──────── Task data

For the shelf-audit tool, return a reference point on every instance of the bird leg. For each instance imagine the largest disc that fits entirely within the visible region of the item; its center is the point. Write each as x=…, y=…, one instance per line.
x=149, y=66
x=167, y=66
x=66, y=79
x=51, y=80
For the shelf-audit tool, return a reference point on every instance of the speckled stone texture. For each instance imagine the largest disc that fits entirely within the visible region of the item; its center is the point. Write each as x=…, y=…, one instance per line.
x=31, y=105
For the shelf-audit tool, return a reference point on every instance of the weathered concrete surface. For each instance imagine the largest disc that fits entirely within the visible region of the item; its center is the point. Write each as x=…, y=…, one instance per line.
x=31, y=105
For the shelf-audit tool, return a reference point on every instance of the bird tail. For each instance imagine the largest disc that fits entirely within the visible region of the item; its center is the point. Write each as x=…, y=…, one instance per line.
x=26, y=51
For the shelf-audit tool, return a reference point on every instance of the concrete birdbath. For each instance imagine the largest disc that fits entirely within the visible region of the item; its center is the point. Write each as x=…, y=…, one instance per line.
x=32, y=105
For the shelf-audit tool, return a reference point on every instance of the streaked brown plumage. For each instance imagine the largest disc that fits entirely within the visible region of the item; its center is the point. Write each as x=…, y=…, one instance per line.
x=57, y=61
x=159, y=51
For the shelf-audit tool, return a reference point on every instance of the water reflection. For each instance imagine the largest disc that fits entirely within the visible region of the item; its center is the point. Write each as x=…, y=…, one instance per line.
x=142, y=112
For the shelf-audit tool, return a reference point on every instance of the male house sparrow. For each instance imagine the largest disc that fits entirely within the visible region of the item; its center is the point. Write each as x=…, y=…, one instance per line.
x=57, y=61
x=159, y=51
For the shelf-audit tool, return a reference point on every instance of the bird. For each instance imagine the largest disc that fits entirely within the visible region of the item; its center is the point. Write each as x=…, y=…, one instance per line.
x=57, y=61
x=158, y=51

────────────────

• Exercise requirements:
Reproduce, unchanged, the rows from the line containing "of the bird." up to and including the final line of the rows.

• Response to this task:
For the shelf-audit tool, return a reference point on every instance of the bird. For each instance imagine the largest disc that fits entirely within the visible region of the item; its center is the point. Write each as x=…, y=…, one instance per line.
x=57, y=61
x=158, y=51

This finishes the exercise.